Skip to content
Kuei-chun Chen edited this page Jun 6, 2018 · 34 revisions

Keyhole User's Guide

Keyhole is a MongoDB performance analytic tool and comes with many features. It can be overwhelmed when you first use the tool. This document provides step by step instructions.

Getting Started

Keyhole uses a MongoDB connection string to connect to a cluster. For a standalone server, you typically have a connection string as follows.

mongodb://<usern>:<passwd>@<hostname>:<port>/?authSource=<db>

Once you have a connection string, connect to your cluster with --uri and --info flag.

keyhole --uri mongodb://user:password@localhost:27017?authSource=admin --info

For a sharded cluster, connect to a mongos and the command is similar to connecting to a standalone server. For a replica set, include all replica nodes and replica set name in the connection string. Below is an example of connecting to a replica set.

keyhole --uri mongodb://user:password@localhost:27017,localhost:27018,localhost,27019?replicaSet=replset\&authSource=admin --info

TLS/SSL Support

If inflight encryption is required by your cluster, include --ssl and --sslCAFile in the command. For example,

keyhole --uri mongodb://user:password@localhost:27017?authSource=admin \
    --info --ssl --sslCAFile /etc/ssl/certs/ca.crt

In the following sections, I will cover use cases of how Keyhole is used for performance analytic.

Memory

To determine the amount of physical memory should be installed, MongoDB recommends that for fastest processing, ensure that your indexes fit entirely in RAM so that the system can avoid reading the index from disk. The output of the keyhole command with --info flag has the storage information, and the total index size is the value of StorageSize.totalIndexSize in bytes.

Seed Data

Seeding data is a very useful feature when you need need to populate data for demo or testing your applications. By default, keyhole generates document from a predefined format for demo purpose. But, keyhole can also generate data by mimicking a sample JSON document.

Document Template

Keyhole can reads in a sample JSON document and populate data using randomized values. This is especially useful for developers or QA to populate data before performing any tests. For example, your have a document with following structure in file template.json.

{
	"_id": {"$oid": "a1b2c3d4e5f6f7e8d9c0b6a8"},
	"email": "simagix@gmail.com",
	"hostIP": "192.168.1.1",
	"shortString": "Atlanta",
	"longString": "This is another string value. You can use any field names",
	"number": 123,
	"hex": "a1023b435c893d123e567f3487",
	"objectId": {"$oid": "a1b2c3d4e5f6f7e8d9c0b6a8"},
	"lastUpdated": {"$date": "2018-01-01T01:23:45Z"},
	"array1": [123, 456, 789],
	"array2": [ "little", "cute", "girl" ],
	"array3": [
		{"city1": "New York", "city2": "Atlanta", "city3": "Miami"},
		{"city1": "Chicago", "city2": "Dallas", "city3": "Houston"} ],
	"subdocs": {
		"attribute1": {"email": "ken.chen@mongodb.com"}
	}
}

To view an example of document, execute the command below.

keyhole --schema --file template.json

A example of result is shown as following.

{
  "_id": {
    "$oid": "de763b679dc88d11243b0bc2"
  },
  "array1": [
    8511,
    8162,
    5089
  ],
  "array2": [
    "Olivia",
    "Michael",
    "Olivia"

WRITTEN TASKS
A - List every command-line flag that the Keyhole guide mentions.
B - Rewrite the Keyhole guide passage that begins at the words "Keyhole is a" and ends after "string as follows.", swapping "performance analytic tool" for "database diagnostics tool".
C - Answer these questions from the Keyhole guide:
(i) What must a connection string for a replica set include?
(ii) For a sharded cluster, what does Keyhole connect to?
(iii) Which value in the --info output gives the total index size, and in what unit?

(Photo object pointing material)
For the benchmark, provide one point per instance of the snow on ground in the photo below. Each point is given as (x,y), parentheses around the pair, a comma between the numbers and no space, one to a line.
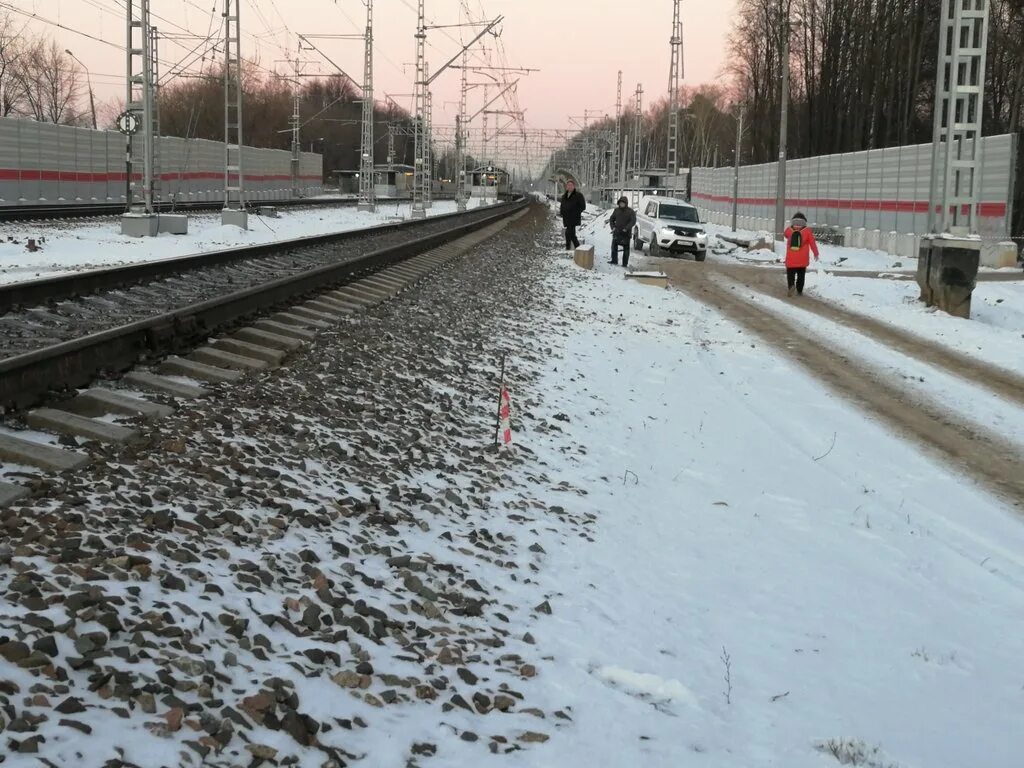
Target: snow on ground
(994,333)
(77,246)
(744,604)
(839,258)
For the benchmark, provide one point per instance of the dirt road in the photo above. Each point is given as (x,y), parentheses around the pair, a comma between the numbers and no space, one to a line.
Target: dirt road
(980,454)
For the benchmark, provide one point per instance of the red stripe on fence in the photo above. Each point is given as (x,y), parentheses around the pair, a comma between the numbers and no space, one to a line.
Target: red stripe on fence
(986,210)
(31,174)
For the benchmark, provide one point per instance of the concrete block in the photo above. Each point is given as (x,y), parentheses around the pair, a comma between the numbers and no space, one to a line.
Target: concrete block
(9,493)
(51,459)
(247,349)
(998,255)
(287,330)
(221,358)
(267,339)
(173,223)
(907,246)
(232,217)
(102,401)
(194,370)
(162,385)
(658,280)
(293,318)
(584,256)
(61,422)
(892,244)
(304,311)
(947,271)
(139,225)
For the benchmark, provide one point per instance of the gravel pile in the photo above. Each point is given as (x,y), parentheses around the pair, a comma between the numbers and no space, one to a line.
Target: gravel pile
(323,565)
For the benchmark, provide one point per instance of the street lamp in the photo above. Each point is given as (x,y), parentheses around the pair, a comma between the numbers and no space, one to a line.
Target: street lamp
(88,79)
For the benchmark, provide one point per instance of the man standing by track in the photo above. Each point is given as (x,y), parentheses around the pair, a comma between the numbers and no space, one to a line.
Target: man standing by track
(800,244)
(623,220)
(571,208)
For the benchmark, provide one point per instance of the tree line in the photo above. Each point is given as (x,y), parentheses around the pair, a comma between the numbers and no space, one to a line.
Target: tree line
(39,80)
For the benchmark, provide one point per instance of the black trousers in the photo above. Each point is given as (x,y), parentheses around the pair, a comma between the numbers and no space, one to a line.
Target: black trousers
(796,275)
(570,239)
(621,241)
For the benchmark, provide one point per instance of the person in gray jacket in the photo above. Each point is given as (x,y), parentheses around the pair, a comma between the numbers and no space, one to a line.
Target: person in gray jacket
(623,220)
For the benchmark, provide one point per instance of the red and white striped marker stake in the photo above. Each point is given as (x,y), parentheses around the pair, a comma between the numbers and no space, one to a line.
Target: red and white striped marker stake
(505,414)
(503,424)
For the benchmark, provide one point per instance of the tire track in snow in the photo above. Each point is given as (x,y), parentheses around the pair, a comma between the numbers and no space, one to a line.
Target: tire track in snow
(988,458)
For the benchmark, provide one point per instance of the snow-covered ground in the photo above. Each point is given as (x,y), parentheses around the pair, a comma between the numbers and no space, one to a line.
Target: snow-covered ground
(994,333)
(745,602)
(839,258)
(78,246)
(707,558)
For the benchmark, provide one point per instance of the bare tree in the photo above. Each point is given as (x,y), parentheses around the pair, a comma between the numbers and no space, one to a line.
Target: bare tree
(51,84)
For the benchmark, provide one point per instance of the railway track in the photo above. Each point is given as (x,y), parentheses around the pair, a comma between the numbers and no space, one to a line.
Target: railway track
(58,334)
(32,212)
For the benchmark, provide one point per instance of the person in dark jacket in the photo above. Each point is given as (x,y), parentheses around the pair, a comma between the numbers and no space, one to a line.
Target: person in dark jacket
(571,208)
(623,220)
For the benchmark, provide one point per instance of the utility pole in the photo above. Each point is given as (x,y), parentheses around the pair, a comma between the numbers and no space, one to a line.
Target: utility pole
(368,197)
(296,125)
(638,129)
(783,124)
(235,197)
(428,146)
(735,173)
(419,210)
(140,219)
(675,77)
(616,150)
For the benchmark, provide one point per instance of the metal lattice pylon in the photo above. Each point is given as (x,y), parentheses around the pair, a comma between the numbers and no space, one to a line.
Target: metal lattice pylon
(420,108)
(428,146)
(368,197)
(958,101)
(460,140)
(140,101)
(675,77)
(156,178)
(233,177)
(638,130)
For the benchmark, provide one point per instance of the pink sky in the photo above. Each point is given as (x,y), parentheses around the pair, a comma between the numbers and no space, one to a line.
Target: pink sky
(579,45)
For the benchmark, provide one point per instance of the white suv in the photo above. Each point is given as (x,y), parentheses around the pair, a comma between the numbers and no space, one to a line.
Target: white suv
(672,225)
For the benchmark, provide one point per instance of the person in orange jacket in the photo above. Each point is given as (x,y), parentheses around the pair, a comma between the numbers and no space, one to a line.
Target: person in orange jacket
(800,244)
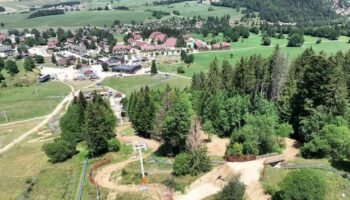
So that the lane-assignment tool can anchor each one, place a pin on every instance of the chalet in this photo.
(81, 49)
(220, 46)
(200, 45)
(130, 69)
(63, 62)
(170, 42)
(137, 36)
(157, 37)
(51, 46)
(130, 41)
(186, 37)
(120, 48)
(3, 37)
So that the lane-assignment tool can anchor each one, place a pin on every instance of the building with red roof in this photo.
(170, 42)
(157, 37)
(120, 48)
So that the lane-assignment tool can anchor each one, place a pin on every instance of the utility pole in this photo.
(5, 115)
(139, 147)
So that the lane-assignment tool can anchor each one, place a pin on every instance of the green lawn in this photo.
(137, 12)
(22, 103)
(129, 84)
(52, 181)
(252, 46)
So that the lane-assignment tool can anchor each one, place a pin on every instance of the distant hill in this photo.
(290, 10)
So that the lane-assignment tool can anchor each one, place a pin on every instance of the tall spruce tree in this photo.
(154, 70)
(176, 125)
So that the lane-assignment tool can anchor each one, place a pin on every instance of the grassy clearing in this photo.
(336, 184)
(52, 181)
(129, 84)
(252, 46)
(13, 131)
(23, 103)
(137, 12)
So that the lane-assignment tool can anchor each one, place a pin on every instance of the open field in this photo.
(138, 12)
(34, 101)
(129, 84)
(28, 161)
(10, 132)
(252, 46)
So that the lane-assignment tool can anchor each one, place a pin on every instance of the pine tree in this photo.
(278, 69)
(95, 130)
(214, 77)
(227, 77)
(154, 70)
(176, 125)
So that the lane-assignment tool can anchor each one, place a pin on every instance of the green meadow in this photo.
(129, 84)
(251, 46)
(137, 12)
(23, 103)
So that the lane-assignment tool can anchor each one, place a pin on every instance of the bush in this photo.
(113, 145)
(192, 162)
(59, 150)
(266, 41)
(39, 59)
(302, 184)
(234, 190)
(296, 40)
(181, 164)
(180, 70)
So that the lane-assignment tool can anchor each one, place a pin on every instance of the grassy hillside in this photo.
(132, 83)
(252, 46)
(23, 103)
(137, 12)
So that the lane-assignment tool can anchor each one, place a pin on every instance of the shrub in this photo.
(234, 190)
(302, 184)
(181, 164)
(113, 145)
(296, 40)
(180, 70)
(266, 41)
(39, 59)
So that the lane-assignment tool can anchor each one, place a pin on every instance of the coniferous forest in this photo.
(256, 103)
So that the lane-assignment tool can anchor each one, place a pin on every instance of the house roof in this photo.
(157, 36)
(119, 47)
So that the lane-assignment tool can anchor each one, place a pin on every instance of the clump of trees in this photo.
(234, 190)
(315, 101)
(46, 12)
(93, 122)
(302, 184)
(296, 40)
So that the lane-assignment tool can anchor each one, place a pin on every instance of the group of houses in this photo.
(156, 42)
(160, 42)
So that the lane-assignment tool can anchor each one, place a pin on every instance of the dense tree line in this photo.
(69, 3)
(315, 101)
(167, 2)
(167, 116)
(93, 122)
(41, 13)
(286, 10)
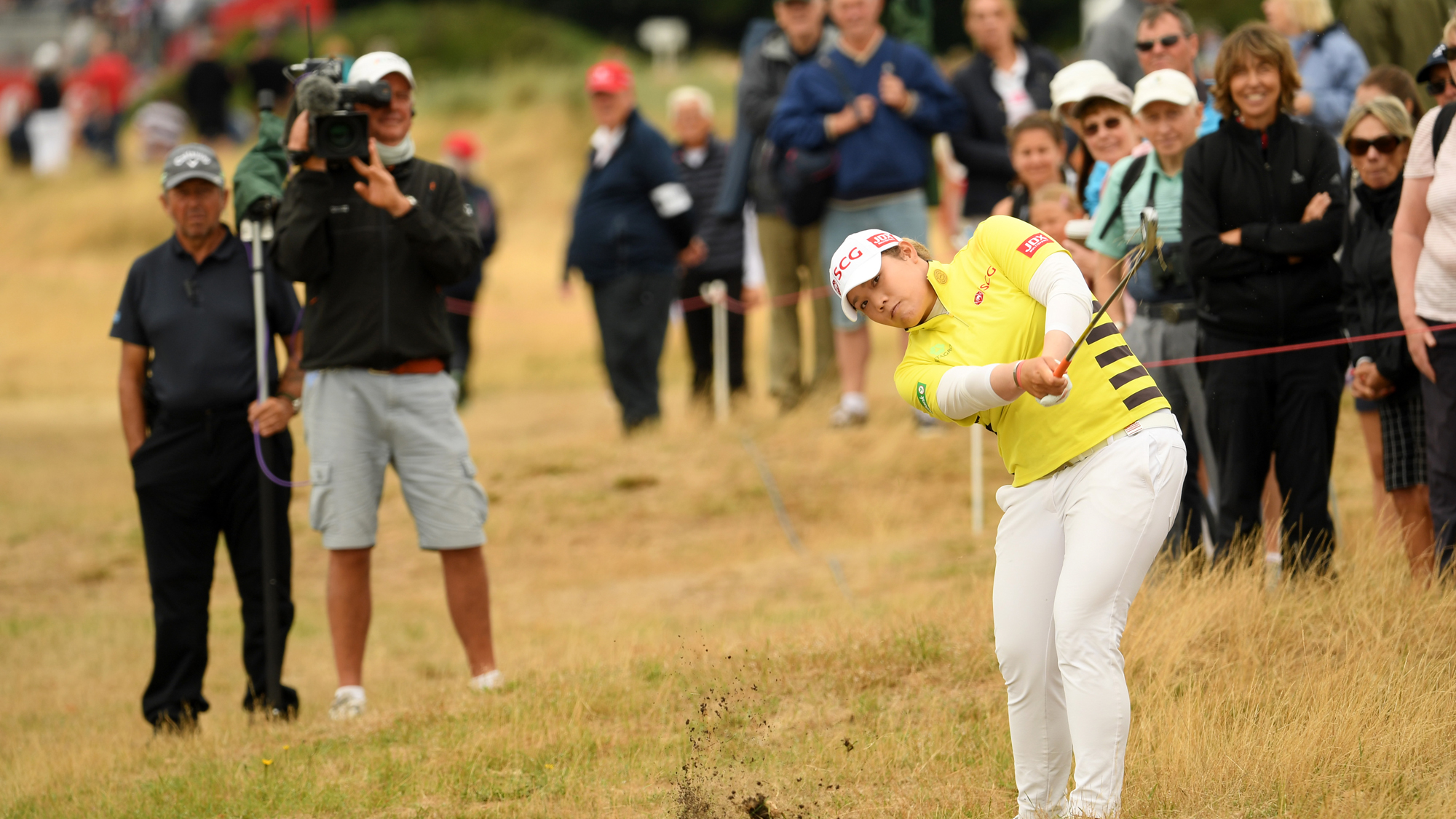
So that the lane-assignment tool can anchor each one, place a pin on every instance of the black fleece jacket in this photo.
(373, 282)
(1282, 283)
(1371, 304)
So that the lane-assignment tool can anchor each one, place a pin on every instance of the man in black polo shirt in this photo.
(189, 403)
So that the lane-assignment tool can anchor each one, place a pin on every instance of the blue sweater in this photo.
(617, 228)
(892, 152)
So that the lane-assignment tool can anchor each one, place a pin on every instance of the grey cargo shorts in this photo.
(359, 422)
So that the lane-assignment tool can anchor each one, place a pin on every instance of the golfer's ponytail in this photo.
(921, 250)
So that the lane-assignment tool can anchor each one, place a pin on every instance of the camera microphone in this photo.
(318, 95)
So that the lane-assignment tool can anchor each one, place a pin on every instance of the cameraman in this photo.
(375, 244)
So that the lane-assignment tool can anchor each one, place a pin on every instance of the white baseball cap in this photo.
(1077, 81)
(378, 65)
(855, 263)
(1164, 85)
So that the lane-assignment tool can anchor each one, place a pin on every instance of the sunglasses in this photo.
(1384, 145)
(1168, 41)
(1112, 124)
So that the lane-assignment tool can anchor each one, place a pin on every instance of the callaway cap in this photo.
(1113, 92)
(1436, 60)
(1164, 85)
(609, 76)
(378, 65)
(1074, 82)
(193, 161)
(855, 263)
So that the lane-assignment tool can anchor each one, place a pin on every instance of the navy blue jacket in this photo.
(893, 152)
(618, 228)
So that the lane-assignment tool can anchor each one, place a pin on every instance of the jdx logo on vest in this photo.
(1034, 244)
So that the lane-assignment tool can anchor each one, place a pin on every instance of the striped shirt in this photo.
(1436, 272)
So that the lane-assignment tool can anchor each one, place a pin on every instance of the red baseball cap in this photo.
(462, 145)
(609, 76)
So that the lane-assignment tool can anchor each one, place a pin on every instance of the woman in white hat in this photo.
(1097, 475)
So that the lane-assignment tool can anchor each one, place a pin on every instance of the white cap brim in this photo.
(855, 263)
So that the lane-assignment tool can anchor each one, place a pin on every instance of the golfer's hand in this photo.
(893, 92)
(272, 416)
(1317, 207)
(379, 187)
(1036, 376)
(299, 141)
(1369, 384)
(1419, 339)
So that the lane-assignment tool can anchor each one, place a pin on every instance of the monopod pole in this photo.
(256, 234)
(717, 295)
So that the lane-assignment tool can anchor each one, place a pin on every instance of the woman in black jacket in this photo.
(1007, 81)
(1378, 136)
(1263, 203)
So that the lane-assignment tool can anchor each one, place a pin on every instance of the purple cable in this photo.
(258, 440)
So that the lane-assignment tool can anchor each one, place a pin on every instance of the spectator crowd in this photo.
(1278, 177)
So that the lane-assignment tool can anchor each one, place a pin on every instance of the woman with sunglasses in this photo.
(1097, 465)
(1262, 219)
(1387, 382)
(1109, 132)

ANSWER LIST
A -
--uri
--info
--ssl
--sslCAFile
--schema
--file

B -
Keyhole is a MongoDB database diagnostics tool and comes with many features. It can be overwhelmed when you first use the tool. This document provides step by step instructions.

Getting Started

Keyhole uses a MongoDB connection string to connect to a cluster. For a standalone server, you typically have a connection string as follows.

C -
(i) All replica nodes and the replica set name.
(ii) A mongos.
(iii) StorageSize.totalIndexSize, in bytes.